START Data records

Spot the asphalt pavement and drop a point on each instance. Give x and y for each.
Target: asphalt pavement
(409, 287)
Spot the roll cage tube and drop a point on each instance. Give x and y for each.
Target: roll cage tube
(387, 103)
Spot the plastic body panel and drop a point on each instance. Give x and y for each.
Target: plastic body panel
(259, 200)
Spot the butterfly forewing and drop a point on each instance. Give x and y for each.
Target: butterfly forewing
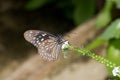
(47, 44)
(36, 37)
(48, 50)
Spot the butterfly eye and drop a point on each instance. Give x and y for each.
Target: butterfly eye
(48, 45)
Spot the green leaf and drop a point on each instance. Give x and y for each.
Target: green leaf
(113, 53)
(84, 9)
(103, 19)
(117, 3)
(113, 31)
(35, 4)
(96, 43)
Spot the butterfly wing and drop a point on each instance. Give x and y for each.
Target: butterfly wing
(49, 50)
(47, 44)
(36, 37)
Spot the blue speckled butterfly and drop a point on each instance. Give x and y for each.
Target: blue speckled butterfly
(49, 46)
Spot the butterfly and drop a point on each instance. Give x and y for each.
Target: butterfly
(48, 45)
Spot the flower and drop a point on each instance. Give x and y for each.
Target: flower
(116, 71)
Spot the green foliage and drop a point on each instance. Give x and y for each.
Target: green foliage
(113, 53)
(35, 4)
(113, 31)
(117, 3)
(83, 11)
(103, 19)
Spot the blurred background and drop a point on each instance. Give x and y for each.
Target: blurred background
(57, 17)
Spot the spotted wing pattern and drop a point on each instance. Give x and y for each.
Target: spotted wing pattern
(47, 44)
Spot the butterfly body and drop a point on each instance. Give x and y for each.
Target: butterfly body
(48, 45)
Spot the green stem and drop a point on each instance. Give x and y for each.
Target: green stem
(92, 55)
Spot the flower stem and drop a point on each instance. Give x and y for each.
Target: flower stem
(93, 55)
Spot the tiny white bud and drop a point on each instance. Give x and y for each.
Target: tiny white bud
(65, 45)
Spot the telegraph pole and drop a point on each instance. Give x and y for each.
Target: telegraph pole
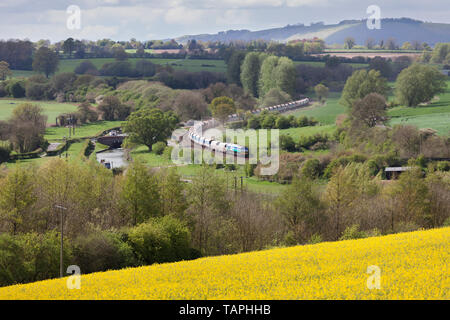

END Data records

Copy all lines of the records in which the string "pole" can be found.

== Worked solution ==
Spot the telegraph pole and drop a point on each instance. Give x and y for each.
Target: telegraph pole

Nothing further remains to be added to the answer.